Input
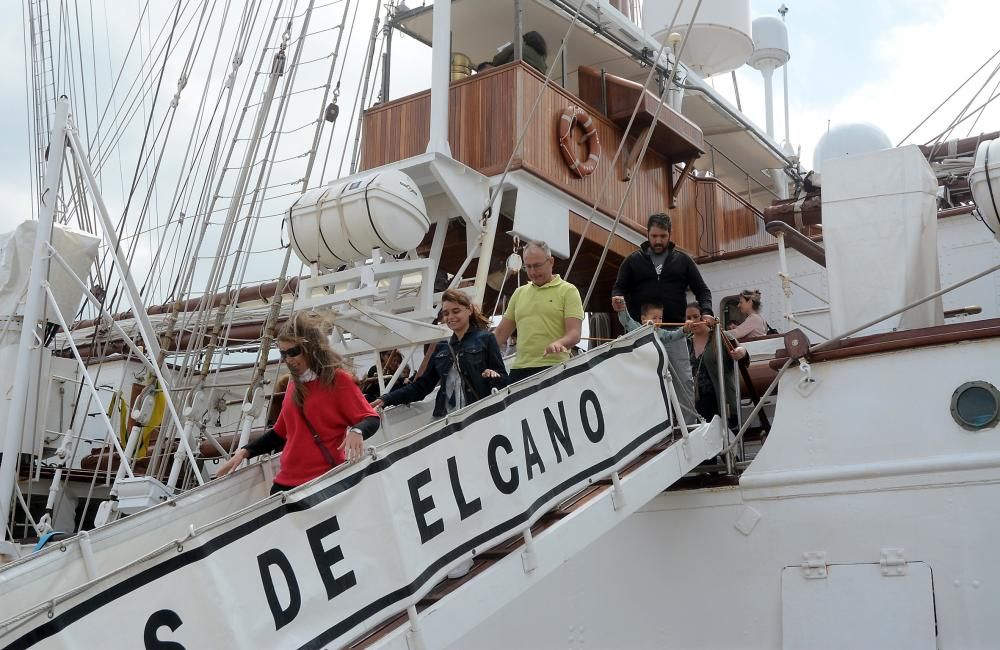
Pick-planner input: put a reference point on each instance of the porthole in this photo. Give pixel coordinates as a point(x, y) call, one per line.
point(975, 405)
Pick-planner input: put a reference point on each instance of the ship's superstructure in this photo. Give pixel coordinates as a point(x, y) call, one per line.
point(848, 504)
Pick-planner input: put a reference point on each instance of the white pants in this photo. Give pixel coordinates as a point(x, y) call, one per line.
point(680, 373)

Set problem
Quote the line that contains "of the ship's" and each line after it through the end of the data, exactly, leaving out everything else.

Answer to this problem
Pick-planner input: put a reference point on each instance of the ship's superstructure in this photo. Give pixel coordinates as a point(x, y) call, one per line.
point(848, 504)
Pick-planner input: put a reference point on each instance of the white pants in this photo. Give pixel coordinates as a point(x, y) call, one per line.
point(680, 373)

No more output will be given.